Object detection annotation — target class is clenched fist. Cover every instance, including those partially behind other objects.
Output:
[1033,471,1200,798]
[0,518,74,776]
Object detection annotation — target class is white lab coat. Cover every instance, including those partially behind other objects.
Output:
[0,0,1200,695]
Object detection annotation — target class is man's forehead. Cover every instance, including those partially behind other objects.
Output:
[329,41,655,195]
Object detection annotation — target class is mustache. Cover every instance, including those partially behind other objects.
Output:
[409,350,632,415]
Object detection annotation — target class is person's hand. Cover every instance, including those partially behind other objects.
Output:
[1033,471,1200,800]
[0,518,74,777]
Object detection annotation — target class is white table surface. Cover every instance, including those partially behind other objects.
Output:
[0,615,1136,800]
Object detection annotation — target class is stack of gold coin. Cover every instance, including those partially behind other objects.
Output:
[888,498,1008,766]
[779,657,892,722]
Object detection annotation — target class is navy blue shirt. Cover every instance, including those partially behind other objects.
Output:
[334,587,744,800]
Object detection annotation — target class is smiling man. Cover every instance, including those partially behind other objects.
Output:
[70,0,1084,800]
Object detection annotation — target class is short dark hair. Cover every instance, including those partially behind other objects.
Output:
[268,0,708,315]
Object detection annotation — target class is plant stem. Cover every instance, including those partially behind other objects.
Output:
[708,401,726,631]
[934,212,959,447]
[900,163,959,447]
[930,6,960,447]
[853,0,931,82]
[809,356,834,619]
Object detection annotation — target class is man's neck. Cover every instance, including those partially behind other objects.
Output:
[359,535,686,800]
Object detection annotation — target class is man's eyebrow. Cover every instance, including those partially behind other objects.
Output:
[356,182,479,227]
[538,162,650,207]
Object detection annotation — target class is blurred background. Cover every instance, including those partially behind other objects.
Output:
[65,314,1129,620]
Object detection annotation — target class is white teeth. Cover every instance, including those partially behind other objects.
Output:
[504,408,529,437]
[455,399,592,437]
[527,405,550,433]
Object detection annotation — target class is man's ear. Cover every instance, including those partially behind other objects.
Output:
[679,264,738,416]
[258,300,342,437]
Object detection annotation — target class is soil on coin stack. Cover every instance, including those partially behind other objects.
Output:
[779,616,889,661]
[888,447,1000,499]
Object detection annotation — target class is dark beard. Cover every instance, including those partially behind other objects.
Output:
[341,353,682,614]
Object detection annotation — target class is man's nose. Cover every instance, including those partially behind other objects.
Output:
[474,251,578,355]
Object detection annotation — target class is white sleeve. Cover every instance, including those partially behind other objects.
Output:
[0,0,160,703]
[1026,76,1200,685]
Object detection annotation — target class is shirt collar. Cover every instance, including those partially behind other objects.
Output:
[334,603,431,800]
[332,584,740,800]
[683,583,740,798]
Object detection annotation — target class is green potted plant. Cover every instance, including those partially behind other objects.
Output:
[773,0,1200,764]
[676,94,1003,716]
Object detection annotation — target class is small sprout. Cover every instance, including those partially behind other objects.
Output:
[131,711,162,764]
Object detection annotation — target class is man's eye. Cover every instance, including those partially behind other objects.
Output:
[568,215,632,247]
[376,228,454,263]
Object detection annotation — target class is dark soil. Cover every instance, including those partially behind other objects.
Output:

● ● ● ● ● ● ●

What the task requires:
Print all of the items above again, word for word, from the first to the last.

Task result:
Object detection annotation — target class is clenched fist. Cover every instance, including those partially behind other objects.
Output:
[1033,471,1200,798]
[0,518,74,776]
Object detection annotation — target class is white lab coat. Cover every instance, including those partially behind other objects.
Output:
[0,0,1200,695]
Object detection annotation — target class is man's forehead. Cover every instance, including those partially behind other objects.
Output:
[329,41,655,195]
Object detection annotation — target class is mustache. Cover every instance, including those partially behind other objects.
Output:
[409,350,632,415]
Object detection annotation — target class is person's hand. Cover every instance, including those partially behind other objects.
Output:
[1033,471,1200,800]
[0,518,74,777]
Object detection annotation — target class is white table surface. Cover every instance, including those partially behind other objects.
Output:
[0,615,1136,800]
Object detection annotation — target class is stack of gold coin. Cover every instance, including those partially behind other objects.
Output:
[888,498,1008,766]
[779,657,892,722]
Object detection annotation — target class is navy blue shirt. Cover every instance, including those partially behind other objects.
Output:
[334,587,744,800]
Object detection annotation — target class is smiling man. Cover every instance, including those partially behind other objects.
Output:
[70,0,1084,800]
Object detection annotation — target class is short dark hair. Cover every instance, including those partially behind other objects.
Output:
[268,0,708,315]
Object detection annotation — target class is plant stem. Cover every instance, including those partially behind other objects.
Output:
[708,401,726,631]
[934,212,959,447]
[900,163,959,447]
[930,6,960,447]
[853,0,931,82]
[809,356,834,619]
Object detection annotation — target class is man's neck. Cover every instance, including those partially behind other objects.
Output:
[359,535,686,800]
Object detection annotation — target class is man's eyebrow. Cover every instance, including those partially behind other objects.
Output:
[356,182,479,227]
[538,162,650,207]
Object detection annotation — target class is blurred background. Cover every instance, including those partially behind other objects.
Output:
[65,314,1129,620]
Object detection annotation — target class is white teeth. Cover every instance, including those partially behind other objects.
Output:
[504,408,529,437]
[455,399,592,437]
[527,405,550,433]
Object detection annotation — target class is man's ear. Cover every instance, including those partially behind other objects.
Output:
[679,264,738,416]
[258,300,342,437]
Object detection annotation — target class is soil on coin stack. Cover every instance, including those partially behind other objects.
Output:
[779,616,889,661]
[888,447,1000,499]
Object detection annotation — target class is dark beard. Cover every instance, including those partially behind other objects.
Output:
[341,353,682,614]
Object detection annotation — target class is man's nose. Cover every instance, including those partially behind other objects.
Output:
[474,251,578,355]
Object detection annotation — target class is white sleeve. Cover every instance, including those partially behind other objects.
Output:
[0,0,160,703]
[1026,76,1200,685]
Object detection annotation — target class is shirt collar. Cover every instance, including those partially behind other objects.
Output:
[334,603,431,800]
[332,584,740,800]
[683,583,740,798]
Object detection annotation — target class is green potted plant. Cover every instance, including those partially behind other objects.
Output:
[773,0,1200,764]
[676,94,1003,716]
Object detection annotation — target class is small sprout. Cover every instance, including those partially behind other objects.
Output:
[131,711,162,764]
Object detection annotation — target class is man's eye. Cover every instance, including those partially behind other objects.
Output:
[568,215,632,247]
[376,228,454,263]
Object detection annotation — target class is dark soil. Cover every instance, including those partially behind other objects.
Output:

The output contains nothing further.